What the exercise asks - A word-for-word transcription of the whole listing is required.

-=-=-

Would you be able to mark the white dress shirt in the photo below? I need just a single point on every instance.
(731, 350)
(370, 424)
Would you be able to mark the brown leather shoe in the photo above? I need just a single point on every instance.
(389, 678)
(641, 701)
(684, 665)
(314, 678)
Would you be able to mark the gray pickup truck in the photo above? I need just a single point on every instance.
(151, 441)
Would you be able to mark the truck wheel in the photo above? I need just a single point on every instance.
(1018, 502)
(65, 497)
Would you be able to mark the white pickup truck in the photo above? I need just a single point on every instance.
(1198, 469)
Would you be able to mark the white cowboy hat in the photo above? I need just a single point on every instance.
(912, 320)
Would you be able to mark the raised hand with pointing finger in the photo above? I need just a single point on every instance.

-=-=-

Solution -
Would you be able to mark the white dress shirt in the photo below? I need just a single point on every instance.
(731, 350)
(370, 424)
Would you be able to mark the brown leather shoe in the photo above? I need just a single point on every instance.
(389, 678)
(641, 701)
(684, 665)
(314, 678)
Would you be able to mark the gray pickup truck in the photo above? I need just a single point on every instance.
(151, 441)
Would you be able to mark the truck wheel in the photo above? I need just a single point on every instance.
(1018, 502)
(65, 497)
Would you be able to mark the white pickup truck in the photo above? I need just a single point on every instance.
(1198, 469)
Would you be able to mark the white cowboy hat in the photo above? I need just a single point on every instance.
(912, 320)
Would you be able to mark the raised hand with pointing finger in the photo above? I need just a single point on every instance.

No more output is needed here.